Document text >>
*** Begin section ***

# Hi, from Portland Maine, advice on mooring



## Carl V (Sep 6, 2021)

Hello, new to this community! Beginner sailor. I am considering buying a Rhodes 19 with a mooring at the East End Beach in Portland for $4,000. I understand it is difficult to get a mooring. What are the costs? How can I check the seaworthiness of this boat and the mooring condition? Thank you, Carla V


----------



## mstern (May 26, 2002)

Hi Carla. Welcome. I'm surprised no one has responded yet. The Rhodes 19 is a great boat for a beginner: it is a forgiving, stable but fun boat to sail. Love, love, love that design. I'd say that price is a bit high, but if it comes with a mooring in a place where they are scarce, that's a different animal and may very well be worth the money. Tell us more about the boat; the Rhodes 19 comes in several flavors and has been produced for many years, so the age and model will impact the value. Is this the centerboard or fixed keel model? Teak seats or fiberglass? Does it come with a trailer? Outboard engine? What is the condition of the trailer/engine?

For checking the condition of the boat, I highly recommend this book:









Inspecting the Aging Sailboat (The International Marine Sailboat Library): Casey, Don: 9780071445450: Amazon.com: Books


Inspecting the Aging Sailboat (The International Marine Sailboat Library) [Casey, Don] on Amazon.com. *FREE* shipping on qualifying offers. Inspecting the Aging Sailboat (The International Marine Sailboat Library)



www.amazon.com





Lots of great information there. There is a wealth of experience here too that you can tap into. Go to the boat and take a zillion pictures. Post whatever questions you might have and someone (at least me for sure) will get back to you asap.

For inspecting the mooring, there's not much you can do without diving on the mooring or pulling it. You can ask specifically what kind of mooring it is (screw? dead weight?), when it was last serviced and who serviced it, but you may just have to take a flyer. As for the costs, you can ask the harbormaster. If the mooring rights come with the boat and this is a prime location, that may be the more valuable commodity here. I don't know much about Portland (except that I love to visit there in the summer), so I can't be of much help there.

*** End section ***

Records >>
*** Begin section ***

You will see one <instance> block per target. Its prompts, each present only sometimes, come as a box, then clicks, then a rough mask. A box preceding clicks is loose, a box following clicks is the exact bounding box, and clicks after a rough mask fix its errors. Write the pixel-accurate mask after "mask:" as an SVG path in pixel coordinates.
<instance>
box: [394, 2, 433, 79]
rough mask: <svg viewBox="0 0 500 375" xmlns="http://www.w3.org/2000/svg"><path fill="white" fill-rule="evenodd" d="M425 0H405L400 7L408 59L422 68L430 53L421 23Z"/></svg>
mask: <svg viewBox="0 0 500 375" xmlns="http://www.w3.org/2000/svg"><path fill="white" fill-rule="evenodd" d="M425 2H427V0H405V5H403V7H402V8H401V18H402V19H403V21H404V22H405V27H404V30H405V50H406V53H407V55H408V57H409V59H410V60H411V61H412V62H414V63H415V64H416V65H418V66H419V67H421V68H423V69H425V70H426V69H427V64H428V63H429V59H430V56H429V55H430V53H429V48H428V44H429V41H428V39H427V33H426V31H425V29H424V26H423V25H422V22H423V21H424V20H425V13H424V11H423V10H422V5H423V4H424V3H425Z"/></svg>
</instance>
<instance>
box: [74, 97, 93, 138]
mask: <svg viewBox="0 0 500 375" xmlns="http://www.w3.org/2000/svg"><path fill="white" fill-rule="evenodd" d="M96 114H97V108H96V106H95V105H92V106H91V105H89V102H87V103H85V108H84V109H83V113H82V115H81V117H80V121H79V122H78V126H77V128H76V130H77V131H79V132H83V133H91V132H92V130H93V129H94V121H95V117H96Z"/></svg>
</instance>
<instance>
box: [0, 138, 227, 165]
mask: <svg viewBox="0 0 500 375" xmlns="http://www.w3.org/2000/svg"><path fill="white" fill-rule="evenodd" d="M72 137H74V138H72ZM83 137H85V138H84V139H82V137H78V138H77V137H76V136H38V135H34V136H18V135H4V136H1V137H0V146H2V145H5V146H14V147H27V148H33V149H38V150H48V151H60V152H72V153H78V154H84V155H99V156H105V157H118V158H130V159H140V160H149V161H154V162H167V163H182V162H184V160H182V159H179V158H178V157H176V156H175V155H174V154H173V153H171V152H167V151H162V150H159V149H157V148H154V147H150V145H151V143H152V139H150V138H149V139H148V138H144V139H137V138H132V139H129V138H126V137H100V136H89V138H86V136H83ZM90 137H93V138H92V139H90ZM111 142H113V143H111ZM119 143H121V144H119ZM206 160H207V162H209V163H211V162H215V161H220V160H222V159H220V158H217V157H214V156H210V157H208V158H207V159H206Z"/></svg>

*** End section ***

Apply what you read >>
1. Could you output, word for word, the part of the Portland mooring thread that opens with the words containing "Lots of great" and closes with "much help there."?
2. Can you express the rows, from their start through the line containing "box: [394, 2, 433, 79]" (both ends included), as a JSON list of strings, one per line, with blank lines left out?

Exercise responses >>
1.
Lots of great information there. There is a wealth of experience here too that you can tap into. Go to the boat and take a zillion pictures. Post whatever questions you might have and someone (at least me for sure) will get back to you asap.

For inspecting the mooring, there's not much you can do without diving on the mooring or pulling it. You can ask specifically what kind of mooring it is (screw? dead weight?), when it was last serviced and who serviced it, but you may just have to take a flyer. As for the costs, you can ask the harbormaster. If the mooring rights come with the boat and this is a prime location, that may be the more valuable commodity here. I don't know much about Portland (except that I love to visit there in the summer), so I can't be of much help there.

2.
[
  "You will see one <instance> block per target. Its prompts, each present only sometimes, come as a box, then clicks, then a rough mask. A box preceding clicks is loose, a box following clicks is the exact bounding box, and clicks after a rough mask fix its errors. Write the pixel-accurate mask after \"mask:\" as an SVG path in pixel coordinates.",
  "<instance>",
  "box: [394, 2, 433, 79]"
]